#### PROBLEM REQUIREMENTS:
Below is a block of records; repeat each one exactly.

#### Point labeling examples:
********************
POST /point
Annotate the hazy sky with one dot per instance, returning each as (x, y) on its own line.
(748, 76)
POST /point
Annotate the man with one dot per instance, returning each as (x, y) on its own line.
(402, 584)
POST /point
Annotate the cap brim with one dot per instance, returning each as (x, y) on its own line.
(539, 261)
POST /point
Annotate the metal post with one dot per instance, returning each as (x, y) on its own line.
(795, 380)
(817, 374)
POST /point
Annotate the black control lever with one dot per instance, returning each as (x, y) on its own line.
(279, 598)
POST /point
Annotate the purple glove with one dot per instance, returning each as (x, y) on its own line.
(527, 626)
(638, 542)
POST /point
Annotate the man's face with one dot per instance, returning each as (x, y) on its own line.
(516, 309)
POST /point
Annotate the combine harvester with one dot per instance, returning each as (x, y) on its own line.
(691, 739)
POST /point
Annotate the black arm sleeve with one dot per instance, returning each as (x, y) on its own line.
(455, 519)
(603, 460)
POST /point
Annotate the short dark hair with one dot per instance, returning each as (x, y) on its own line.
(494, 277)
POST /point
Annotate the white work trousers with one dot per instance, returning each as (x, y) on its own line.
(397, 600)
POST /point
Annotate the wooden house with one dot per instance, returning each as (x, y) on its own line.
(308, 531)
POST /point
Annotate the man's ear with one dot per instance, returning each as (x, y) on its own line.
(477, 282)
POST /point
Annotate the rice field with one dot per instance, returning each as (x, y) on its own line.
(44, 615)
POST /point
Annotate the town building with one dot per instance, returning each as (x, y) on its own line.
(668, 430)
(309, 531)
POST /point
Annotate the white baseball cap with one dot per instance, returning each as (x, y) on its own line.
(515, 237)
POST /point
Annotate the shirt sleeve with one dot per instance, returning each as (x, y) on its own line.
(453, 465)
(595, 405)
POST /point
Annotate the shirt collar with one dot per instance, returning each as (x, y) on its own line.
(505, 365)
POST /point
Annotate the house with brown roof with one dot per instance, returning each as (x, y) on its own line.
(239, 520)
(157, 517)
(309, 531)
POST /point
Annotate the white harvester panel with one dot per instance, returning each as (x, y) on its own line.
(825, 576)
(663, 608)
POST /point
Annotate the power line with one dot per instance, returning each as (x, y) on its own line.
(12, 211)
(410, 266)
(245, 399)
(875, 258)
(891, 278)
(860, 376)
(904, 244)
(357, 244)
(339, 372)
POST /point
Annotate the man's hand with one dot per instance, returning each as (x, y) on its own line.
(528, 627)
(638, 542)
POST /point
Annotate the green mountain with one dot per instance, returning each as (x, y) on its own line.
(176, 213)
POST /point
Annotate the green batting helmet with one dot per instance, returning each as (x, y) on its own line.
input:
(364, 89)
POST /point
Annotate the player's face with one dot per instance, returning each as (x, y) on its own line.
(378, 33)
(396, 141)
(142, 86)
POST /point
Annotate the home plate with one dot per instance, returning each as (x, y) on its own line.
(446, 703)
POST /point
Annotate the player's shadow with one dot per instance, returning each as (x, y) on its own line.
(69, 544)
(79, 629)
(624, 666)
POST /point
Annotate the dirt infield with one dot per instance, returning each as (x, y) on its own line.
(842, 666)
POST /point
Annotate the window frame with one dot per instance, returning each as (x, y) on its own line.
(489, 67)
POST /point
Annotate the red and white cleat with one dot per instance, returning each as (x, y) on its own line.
********************
#### OUTPUT OF THE EXERCISE:
POST /point
Annotate the hazy sky with one dot per instance, returning each as (x, y) on its own line.
(748, 76)
POST /point
Annotate the man with one dot per instance, returning each as (x, y) on its own line.
(402, 584)
POST /point
Annotate the cap brim with one dot per instance, returning each as (x, y) on its own line.
(539, 261)
POST /point
Annotate the metal post with one dot per instance, returning each as (x, y) on its own line.
(795, 380)
(817, 374)
POST /point
Annotate the black control lever with one dot per instance, returning each as (x, y) on its own line.
(279, 598)
POST /point
Annotate the purple glove with one dot per instance, returning each as (x, y) on its own line.
(527, 626)
(638, 542)
POST /point
Annotate the man's face with one dot per instance, returning each as (x, y) on its own line.
(516, 309)
POST /point
Annotate the combine harvester with one dot per instance, returning each as (x, y) on its own line.
(691, 739)
POST /point
Annotate the black arm sleeve with one dot per instance, returning each as (x, y) on its own line.
(455, 519)
(603, 460)
POST /point
Annotate the short dark hair with one dot per instance, returning each as (x, y) on its own line.
(494, 277)
POST /point
Annotate the white work trousers with one dot per instance, returning each as (x, y) on its own line.
(397, 600)
POST /point
Annotate the wooden house with one dot per instance, returning each as (x, y) on its own line.
(308, 531)
POST /point
Annotate the man's ear with one dot per instance, returning each as (x, y) on its own line.
(477, 282)
POST /point
Annotate the rice field with one dot per instance, returning each as (x, y) on its own line.
(44, 615)
POST /point
Annotate the town building with one dot per instance, returning each as (x, y) on its own line.
(668, 430)
(309, 531)
POST /point
Annotate the white baseball cap with one dot per instance, returning each as (x, y) on its own line.
(515, 237)
POST /point
Annotate the shirt sleeve with one dot per instance, returning each as (x, y) on its own line.
(453, 465)
(595, 405)
POST /point
Annotate the shirt collar with one dot per instance, returning each as (x, y) on its own line.
(505, 365)
POST /point
Annotate the house with brown roof with one dot per instance, returning each as (x, y) on its own line.
(239, 520)
(157, 517)
(309, 531)
POST /point
Annotate the white harvester panel with one dot per instance, returning each as (x, y) on its own line.
(825, 576)
(663, 608)
POST /point
Annotate the power line with one dot per instance, returning each as (x, y) on its own line.
(12, 211)
(410, 266)
(245, 399)
(875, 258)
(891, 278)
(860, 376)
(904, 244)
(357, 244)
(339, 372)
POST /point
Annotate the man's hand with one dot per instance, returning each as (x, y) on its own line.
(528, 627)
(638, 542)
POST /point
Annotate the green mountain with one dot per instance, returning each as (x, y) on its own line.
(176, 213)
POST /point
Annotate the green batting helmet with one dot per instance, returning each as (x, y) on its own line.
input:
(364, 89)
POST /point
Annotate the player's face with one dot per instance, returning each as (x, y) on its own line.
(378, 33)
(396, 141)
(142, 86)
POST /point
Annotate the home plate with one dot per instance, returning each as (x, y) on its own line.
(446, 703)
POST /point
Annotate the player's shadow with one dot per instance, returning each as (x, y) on its own line.
(69, 544)
(79, 629)
(624, 666)
POST /point
Annotate the dirt infield with one dot per instance, returning each as (x, y) on its own line.
(842, 666)
POST /point
Annotate the window frame with one dot per instance, returning each as (x, y) on its own line.
(489, 67)
POST /point
Annotate the red and white cleat with one dot per instance, returning each as (x, y) on its own line.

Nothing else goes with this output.